— Begin Dataset rows —
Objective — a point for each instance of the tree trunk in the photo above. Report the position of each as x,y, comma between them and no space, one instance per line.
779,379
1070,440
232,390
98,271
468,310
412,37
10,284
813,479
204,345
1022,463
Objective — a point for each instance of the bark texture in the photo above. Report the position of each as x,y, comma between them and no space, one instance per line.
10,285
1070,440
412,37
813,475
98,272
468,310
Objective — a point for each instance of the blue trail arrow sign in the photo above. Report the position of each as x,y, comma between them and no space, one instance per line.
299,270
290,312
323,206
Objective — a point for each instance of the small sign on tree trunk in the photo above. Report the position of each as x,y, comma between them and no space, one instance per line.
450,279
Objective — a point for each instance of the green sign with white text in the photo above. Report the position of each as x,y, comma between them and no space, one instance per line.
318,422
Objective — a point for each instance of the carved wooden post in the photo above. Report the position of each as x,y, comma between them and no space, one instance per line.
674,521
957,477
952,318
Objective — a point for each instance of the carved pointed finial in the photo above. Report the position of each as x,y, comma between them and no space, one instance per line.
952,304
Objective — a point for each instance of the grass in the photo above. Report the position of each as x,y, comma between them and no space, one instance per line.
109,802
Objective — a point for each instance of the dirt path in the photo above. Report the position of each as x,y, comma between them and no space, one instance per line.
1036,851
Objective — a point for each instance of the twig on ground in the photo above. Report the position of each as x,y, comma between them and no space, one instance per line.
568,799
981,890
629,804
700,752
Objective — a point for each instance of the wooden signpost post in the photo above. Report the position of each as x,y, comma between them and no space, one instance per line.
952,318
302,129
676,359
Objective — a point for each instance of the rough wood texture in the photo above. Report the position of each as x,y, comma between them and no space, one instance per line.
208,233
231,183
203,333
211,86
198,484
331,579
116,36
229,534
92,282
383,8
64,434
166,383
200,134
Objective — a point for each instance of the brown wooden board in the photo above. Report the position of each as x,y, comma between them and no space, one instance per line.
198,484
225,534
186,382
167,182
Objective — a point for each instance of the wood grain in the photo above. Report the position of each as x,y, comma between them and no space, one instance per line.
— End Dataset rows —
### [Do this]
Please put all the entries above into a numbered list, leaving out any blank lines.

### [The completed task]
1. Objective — a point for each instance of the tree trunk in the photo above. Report the position of each as x,y, comma between them and no space, one instance per line.
2. 779,379
3. 1070,440
4. 232,390
5. 98,271
6. 468,310
7. 412,37
8. 10,284
9. 813,479
10. 204,345
11. 1022,463
12. Objective — a point for each instance of the bark texture in the photo above. Report the position of each as x,y, comma between them and no space, one instance per line.
13. 10,285
14. 1070,440
15. 412,37
16. 813,475
17. 98,272
18. 468,310
19. Objective — a point for each instance of the blue trail arrow sign in the photo above. Report the position of each as x,y, comma between them and no space, one instance per line.
20. 299,270
21. 290,312
22. 323,206
23. Objective — a point for each instance of the small sign on tree trunk in the photo above. Report the position of each as x,y, comma between them and no space, one instance per line.
24. 450,279
25. Objective — a point for each instance of the green sign with white text in the photo above. Report the position of each as x,y, comma between them and no space, one instance per line.
26. 318,422
27. Objective — a point for each instance of the carved wooden post in the photo above. Report the position of each as x,y, comma between them and no space, one instance per line.
28. 674,521
29. 957,477
30. 952,318
31. Objective — a point for each instance of the carved pointed finial in the photo above. Report the position of each as x,y, comma between them and no space, one instance per line.
32. 952,304
33. Objective — a point for each instance of the grass in the photo above. Report the position of each as x,y, comma between them and no space, one instance per line.
34. 109,802
35. Objective — a point for each instance of the dirt path in the photo above. Report the position of each as x,y, comma between them and no space, one instance per line.
36. 1036,851
37. Objective — a point for each instance of the twig on ground in the photo above. Report the position of each as x,y, comma between them and no space, one instance per line.
38. 568,799
39. 981,890
40. 629,804
41. 700,752
42. Objective — a point for each instance of the wooden signpost post in the photo above. Report the position of each as x,y, comma between them and no space, one instance per line.
43. 952,318
44. 302,129
45. 676,359
46. Objective — a point for each instance of the rough wood texture in the photo above. Report the position of each as x,y, comma between them and no space, one instance per line.
47. 208,233
48. 231,183
49. 203,333
50. 211,86
51. 198,484
52. 331,579
53. 116,36
54. 229,534
55. 92,282
56. 383,8
57. 64,434
58. 166,383
59. 200,134
60. Objective — a point for each instance of the brown wooden board in the photo above. Report the position of each as x,y, comma between them and no space, one instance per line.
61. 198,484
62. 225,534
63. 186,382
64. 167,182
65. Objective — a point for each instance of the wood grain in the photo above. Report the position of each as x,y, comma between them and no space, one instance per line.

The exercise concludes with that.